▶ **DESCRIPTION OF THE TASK**: All of the data below should be written out exactly.

▶ **RECORDS SUPPLIED**:

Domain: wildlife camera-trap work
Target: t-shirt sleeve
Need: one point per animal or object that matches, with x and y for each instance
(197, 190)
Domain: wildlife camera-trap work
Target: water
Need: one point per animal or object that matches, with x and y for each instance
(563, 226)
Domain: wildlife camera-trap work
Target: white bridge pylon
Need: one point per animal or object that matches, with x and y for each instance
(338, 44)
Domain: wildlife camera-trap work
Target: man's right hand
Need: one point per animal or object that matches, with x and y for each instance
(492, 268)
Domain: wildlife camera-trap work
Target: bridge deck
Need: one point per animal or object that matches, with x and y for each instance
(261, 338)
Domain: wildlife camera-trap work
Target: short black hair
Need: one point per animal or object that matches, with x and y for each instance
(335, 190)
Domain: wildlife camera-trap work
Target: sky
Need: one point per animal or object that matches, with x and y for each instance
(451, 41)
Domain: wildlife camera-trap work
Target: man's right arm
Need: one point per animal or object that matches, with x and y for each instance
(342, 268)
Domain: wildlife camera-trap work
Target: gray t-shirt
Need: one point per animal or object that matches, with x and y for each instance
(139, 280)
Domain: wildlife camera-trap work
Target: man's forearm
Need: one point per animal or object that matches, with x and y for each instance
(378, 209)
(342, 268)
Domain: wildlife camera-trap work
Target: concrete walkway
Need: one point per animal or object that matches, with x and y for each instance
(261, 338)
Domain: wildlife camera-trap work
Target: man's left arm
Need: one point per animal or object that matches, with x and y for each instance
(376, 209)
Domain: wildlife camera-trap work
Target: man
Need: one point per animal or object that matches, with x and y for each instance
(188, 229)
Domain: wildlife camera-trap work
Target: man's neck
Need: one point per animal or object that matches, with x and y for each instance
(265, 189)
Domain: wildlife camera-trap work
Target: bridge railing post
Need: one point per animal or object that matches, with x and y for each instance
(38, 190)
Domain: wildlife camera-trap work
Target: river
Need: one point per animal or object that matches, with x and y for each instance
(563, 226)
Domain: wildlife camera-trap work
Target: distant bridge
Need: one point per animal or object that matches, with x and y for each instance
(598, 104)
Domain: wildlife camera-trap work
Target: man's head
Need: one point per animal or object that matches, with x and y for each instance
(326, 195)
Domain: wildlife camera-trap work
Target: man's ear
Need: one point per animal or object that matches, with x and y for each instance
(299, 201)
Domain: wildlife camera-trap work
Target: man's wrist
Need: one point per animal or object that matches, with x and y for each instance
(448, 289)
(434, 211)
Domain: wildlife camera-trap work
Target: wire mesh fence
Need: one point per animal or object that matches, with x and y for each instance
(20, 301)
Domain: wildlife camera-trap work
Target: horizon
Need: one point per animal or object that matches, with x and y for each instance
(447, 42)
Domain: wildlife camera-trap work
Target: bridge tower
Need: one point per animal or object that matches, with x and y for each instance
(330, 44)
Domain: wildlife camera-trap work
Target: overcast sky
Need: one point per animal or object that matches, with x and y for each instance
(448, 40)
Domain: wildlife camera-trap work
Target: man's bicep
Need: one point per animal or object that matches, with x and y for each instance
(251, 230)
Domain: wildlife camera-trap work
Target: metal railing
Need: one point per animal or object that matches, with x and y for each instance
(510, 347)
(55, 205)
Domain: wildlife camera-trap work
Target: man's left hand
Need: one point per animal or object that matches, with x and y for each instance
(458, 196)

▶ **ANSWER TO THE EXERCISE**:
Domain: wildlife camera-trap work
Target: t-shirt sleeve
Need: one point per animal or object that matches, with x and y for each instance
(197, 190)
Domain: wildlife camera-trap work
Target: water
Need: one point per animal or object that matches, with x and y for each instance
(563, 226)
Domain: wildlife camera-trap work
Target: white bridge pylon
Need: one point per animal or object that matches, with x and y for each instance
(338, 44)
Domain: wildlife camera-trap work
Target: man's right hand
Need: one point per animal or object that matches, with x and y for each instance
(492, 268)
Domain: wildlife camera-trap work
Target: bridge deck
Need: one point per animal or object that matches, with x and y for each instance
(261, 338)
Domain: wildlife camera-trap work
Target: short black hair
Need: one point per animal or object that matches, with x and y for each instance
(335, 190)
Domain: wildlife camera-trap work
Target: sky
Need: one point per animal or object that matches, with x and y for each instance
(451, 41)
Domain: wildlife camera-trap work
Target: man's right arm
Need: one point per animal or object that matches, with x and y for each instance
(342, 268)
Domain: wildlife camera-trap work
Target: gray t-shirt
Need: one point per animal or object that matches, with x and y for each instance
(139, 280)
Domain: wildlife camera-trap work
Target: man's forearm
Need: one point per animal or object that matches, with x and y for each instance
(378, 209)
(342, 268)
Domain: wildlife camera-trap work
Target: concrete walkway
Need: one point per animal or object that matches, with x and y for each instance
(261, 338)
Domain: wildlife camera-trap work
Target: man's left arm
Need: one point per animal or object that matches, with x and y for each instance
(376, 209)
Domain: wildlife camera-trap work
Target: man
Need: one point per animal or object that matches, with x and y for each instance
(188, 229)
Domain: wildlife camera-trap work
Target: man's neck
Need: one point per animal or object that matches, with x and y for each instance
(265, 189)
Domain: wildlife camera-trap work
Target: bridge railing post
Need: one point per animal or object that matches, with x and y for each instance
(38, 190)
Domain: wildlife camera-trap work
Target: river
Need: one point per animal or object that matches, with x and y for each instance
(563, 226)
Domain: wildlife camera-trap work
Target: distant bridge
Need: one point per animal or object that matches, with x and y for each instance
(598, 104)
Domain: wildlife camera-trap work
Target: man's head
Need: one point per animal or object that matches, with x and y for each instance
(326, 195)
Domain: wildlife camera-trap work
Target: man's ear
Need: one point per animal or object that matches, with x and y for each instance
(299, 201)
Domain: wildlife camera-trap work
Target: man's wrist
Need: one point per animal or object that matches, with x and y for each instance
(448, 289)
(434, 211)
Domain: wildlife camera-trap work
Target: wire mesh fence
Need: one point per animal or object that matches, with x and y for each instance
(20, 301)
Domain: wildlife camera-trap work
Target: horizon
Need: one point per animal or object that matches, with x and y for each instance
(447, 42)
Domain: wildlife camera-trap work
Target: bridge tower
Need: one point per animal or object that matches, with x and y for each instance
(330, 44)
Domain: wildlife camera-trap work
Target: overcast sky
Need: one point per animal or object that matches, with x and y for each instance
(448, 40)
Domain: wildlife camera-trap work
Target: man's bicep
Need: one point per animal or object that matches, with x and y for each instance
(251, 230)
Domain: wildlife camera-trap work
Target: metal railing
Need: one point per animal or object that matches, with x and y for each instance
(510, 347)
(55, 205)
Domain: wildlife camera-trap work
Target: man's left hand
Need: one point per animal or object that matches, with x and y for each instance
(458, 196)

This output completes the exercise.